[Dados de marcação de regiões]
▼▼▼

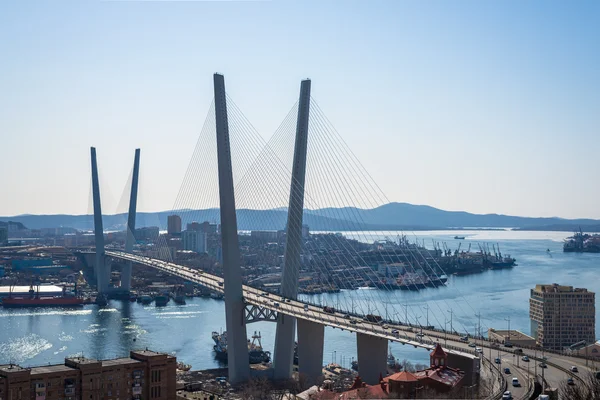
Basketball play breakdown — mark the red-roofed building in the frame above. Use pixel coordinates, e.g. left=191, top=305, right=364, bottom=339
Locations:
left=310, top=376, right=389, bottom=400
left=415, top=343, right=465, bottom=392
left=311, top=343, right=465, bottom=400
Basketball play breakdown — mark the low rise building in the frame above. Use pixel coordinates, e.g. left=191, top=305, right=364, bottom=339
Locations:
left=0, top=350, right=177, bottom=400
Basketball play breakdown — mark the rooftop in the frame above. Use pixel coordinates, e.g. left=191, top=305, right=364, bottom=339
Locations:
left=492, top=329, right=535, bottom=340
left=534, top=283, right=592, bottom=293
left=65, top=357, right=98, bottom=365
left=0, top=364, right=27, bottom=372
left=31, top=364, right=77, bottom=375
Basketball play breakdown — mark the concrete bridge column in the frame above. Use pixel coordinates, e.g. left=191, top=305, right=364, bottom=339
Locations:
left=214, top=74, right=250, bottom=384
left=273, top=79, right=310, bottom=379
left=356, top=333, right=388, bottom=385
left=296, top=319, right=325, bottom=385
left=121, top=149, right=140, bottom=292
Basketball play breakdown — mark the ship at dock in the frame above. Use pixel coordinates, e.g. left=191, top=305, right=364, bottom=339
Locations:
left=563, top=228, right=600, bottom=253
left=212, top=332, right=271, bottom=364
left=2, top=285, right=85, bottom=307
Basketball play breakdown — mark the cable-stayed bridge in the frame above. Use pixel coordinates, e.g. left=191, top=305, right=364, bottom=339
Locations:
left=78, top=74, right=592, bottom=394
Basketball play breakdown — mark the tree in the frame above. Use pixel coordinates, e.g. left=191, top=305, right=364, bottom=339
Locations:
left=558, top=372, right=600, bottom=400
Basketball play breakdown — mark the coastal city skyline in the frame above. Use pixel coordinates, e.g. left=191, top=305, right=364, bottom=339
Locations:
left=0, top=2, right=600, bottom=218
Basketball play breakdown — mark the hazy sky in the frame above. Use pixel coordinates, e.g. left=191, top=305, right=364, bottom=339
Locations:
left=0, top=0, right=600, bottom=218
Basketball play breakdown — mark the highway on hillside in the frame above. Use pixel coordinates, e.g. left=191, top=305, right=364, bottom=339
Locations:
left=106, top=250, right=595, bottom=398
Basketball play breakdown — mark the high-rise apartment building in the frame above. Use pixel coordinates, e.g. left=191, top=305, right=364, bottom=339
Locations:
left=167, top=215, right=181, bottom=235
left=0, top=226, right=8, bottom=246
left=0, top=350, right=177, bottom=400
left=529, top=283, right=596, bottom=350
left=181, top=230, right=206, bottom=253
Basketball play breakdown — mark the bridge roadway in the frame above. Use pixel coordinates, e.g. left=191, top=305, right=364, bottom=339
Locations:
left=106, top=250, right=596, bottom=398
left=105, top=250, right=450, bottom=353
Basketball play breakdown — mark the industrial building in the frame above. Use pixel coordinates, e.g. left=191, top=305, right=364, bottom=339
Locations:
left=167, top=215, right=181, bottom=235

▲▲▲

INSTRUÇÕES E REQUISITOS - Reescreva as linhas dos dados acima como uma tabela Markdown com as colunas "Número" e "Linha dos dados", numerando cada linha e pulando as que estiverem em branco. Deixe as imagens de fora da resposta.

SOLUÇÃO DA TAREFA -
| Número | Linha dos dados |
|---|---|
| 1 | Basketball play breakdown — mark the red-roofed building in the frame above. Use pixel coordinates, e.g. left=191, top=305, right=364, bottom=339 |
| 2 | Locations: |
| 3 | left=310, top=376, right=389, bottom=400 |
| 4 | left=415, top=343, right=465, bottom=392 |
| 5 | left=311, top=343, right=465, bottom=400 |
| 6 | Basketball play breakdown — mark the low rise building in the frame above. Use pixel coordinates, e.g. left=191, top=305, right=364, bottom=339 |
| 7 | Locations: |
| 8 | left=0, top=350, right=177, bottom=400 |
| 9 | Basketball play breakdown — mark the rooftop in the frame above. Use pixel coordinates, e.g. left=191, top=305, right=364, bottom=339 |
| 10 | Locations: |
| 11 | left=492, top=329, right=535, bottom=340 |
| 12 | left=534, top=283, right=592, bottom=293 |
| 13 | left=65, top=357, right=98, bottom=365 |
| 14 | left=0, top=364, right=27, bottom=372 |
| 15 | left=31, top=364, right=77, bottom=375 |
| 16 | Basketball play breakdown — mark the concrete bridge column in the frame above. Use pixel coordinates, e.g. left=191, top=305, right=364, bottom=339 |
| 17 | Locations: |
| 18 | left=214, top=74, right=250, bottom=384 |
| 19 | left=273, top=79, right=310, bottom=379 |
| 20 | left=356, top=333, right=388, bottom=385 |
| 21 | left=296, top=319, right=325, bottom=385 |
| 22 | left=121, top=149, right=140, bottom=292 |
| 23 | Basketball play breakdown — mark the ship at dock in the frame above. Use pixel coordinates, e.g. left=191, top=305, right=364, bottom=339 |
| 24 | Locations: |
| 25 | left=563, top=228, right=600, bottom=253 |
| 26 | left=212, top=332, right=271, bottom=364 |
| 27 | left=2, top=285, right=85, bottom=307 |
| 28 | Basketball play breakdown — mark the cable-stayed bridge in the frame above. Use pixel coordinates, e.g. left=191, top=305, right=364, bottom=339 |
| 29 | Locations: |
| 30 | left=78, top=74, right=592, bottom=394 |
| 31 | Basketball play breakdown — mark the tree in the frame above. Use pixel coordinates, e.g. left=191, top=305, right=364, bottom=339 |
| 32 | Locations: |
| 33 | left=558, top=372, right=600, bottom=400 |
| 34 | Basketball play breakdown — mark the coastal city skyline in the frame above. Use pixel coordinates, e.g. left=191, top=305, right=364, bottom=339 |
| 35 | Locations: |
| 36 | left=0, top=2, right=600, bottom=218 |
| 37 | Basketball play breakdown — mark the hazy sky in the frame above. Use pixel coordinates, e.g. left=191, top=305, right=364, bottom=339 |
| 38 | Locations: |
| 39 | left=0, top=0, right=600, bottom=218 |
| 40 | Basketball play breakdown — mark the highway on hillside in the frame above. Use pixel coordinates, e.g. left=191, top=305, right=364, bottom=339 |
| 41 | Locations: |
| 42 | left=106, top=250, right=595, bottom=398 |
| 43 | Basketball play breakdown — mark the high-rise apartment building in the frame above. Use pixel coordinates, e.g. left=191, top=305, right=364, bottom=339 |
| 44 | Locations: |
| 45 | left=167, top=215, right=181, bottom=235 |
| 46 | left=0, top=226, right=8, bottom=246 |
| 47 | left=0, top=350, right=177, bottom=400 |
| 48 | left=529, top=283, right=596, bottom=350 |
| 49 | left=181, top=230, right=206, bottom=253 |
| 50 | Basketball play breakdown — mark the bridge roadway in the frame above. Use pixel coordinates, e.g. left=191, top=305, right=364, bottom=339 |
| 51 | Locations: |
| 52 | left=106, top=250, right=596, bottom=398 |
| 53 | left=105, top=250, right=450, bottom=353 |
| 54 | Basketball play breakdown — mark the industrial building in the frame above. Use pixel coordinates, e.g. left=191, top=305, right=364, bottom=339 |
| 55 | Locations: |
| 56 | left=167, top=215, right=181, bottom=235 |